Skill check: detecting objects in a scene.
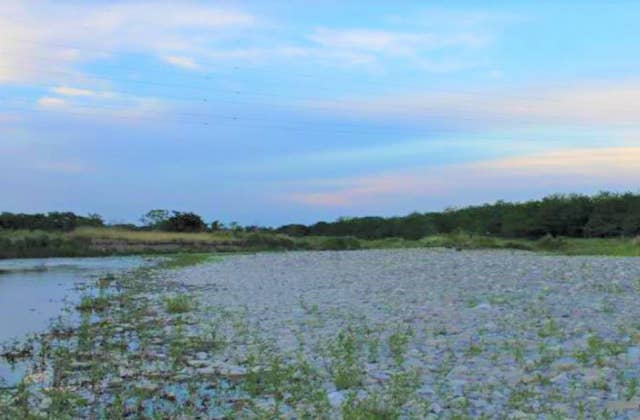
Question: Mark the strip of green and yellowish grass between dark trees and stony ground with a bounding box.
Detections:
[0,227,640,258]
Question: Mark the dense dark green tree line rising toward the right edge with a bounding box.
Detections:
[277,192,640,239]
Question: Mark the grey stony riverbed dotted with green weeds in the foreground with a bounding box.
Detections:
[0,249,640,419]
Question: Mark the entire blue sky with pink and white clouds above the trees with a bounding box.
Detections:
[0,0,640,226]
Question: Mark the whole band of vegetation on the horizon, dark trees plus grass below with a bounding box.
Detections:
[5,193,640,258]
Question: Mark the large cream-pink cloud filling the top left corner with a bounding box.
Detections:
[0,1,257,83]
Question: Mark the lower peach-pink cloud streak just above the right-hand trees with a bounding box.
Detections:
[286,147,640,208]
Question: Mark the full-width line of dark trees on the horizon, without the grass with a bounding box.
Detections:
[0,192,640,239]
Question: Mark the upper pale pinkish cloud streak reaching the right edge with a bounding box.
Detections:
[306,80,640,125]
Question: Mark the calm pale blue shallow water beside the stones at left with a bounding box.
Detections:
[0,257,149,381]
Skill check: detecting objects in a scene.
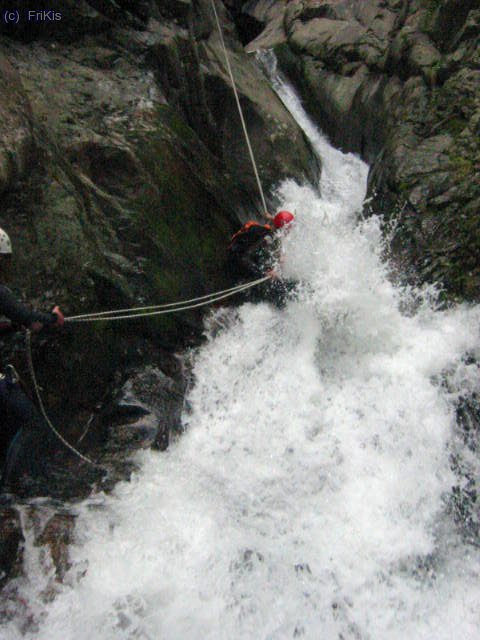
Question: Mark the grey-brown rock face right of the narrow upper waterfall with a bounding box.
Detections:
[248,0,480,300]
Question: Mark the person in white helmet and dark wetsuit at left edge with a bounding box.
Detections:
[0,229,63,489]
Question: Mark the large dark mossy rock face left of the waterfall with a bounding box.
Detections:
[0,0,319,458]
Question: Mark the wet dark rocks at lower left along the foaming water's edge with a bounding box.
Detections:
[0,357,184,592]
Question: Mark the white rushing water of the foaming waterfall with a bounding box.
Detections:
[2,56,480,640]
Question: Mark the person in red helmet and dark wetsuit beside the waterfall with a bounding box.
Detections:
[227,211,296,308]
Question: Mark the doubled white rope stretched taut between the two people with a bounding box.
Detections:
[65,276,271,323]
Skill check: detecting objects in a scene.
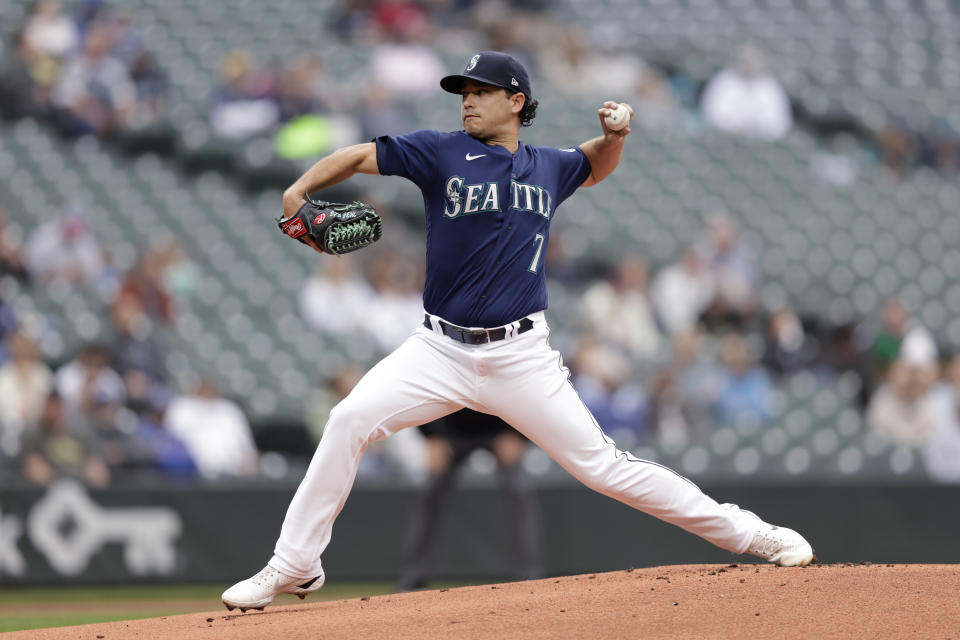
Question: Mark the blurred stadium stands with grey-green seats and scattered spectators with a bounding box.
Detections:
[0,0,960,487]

________________

Problem: The response consists of the lines above that contain "beside".

Reply:
Question: Mark the calm pale blue shallow water beside the stones at left with a bounding box.
Question: Mark the person in red helmet and dark wetsuit beside the waterfall with a bounding box.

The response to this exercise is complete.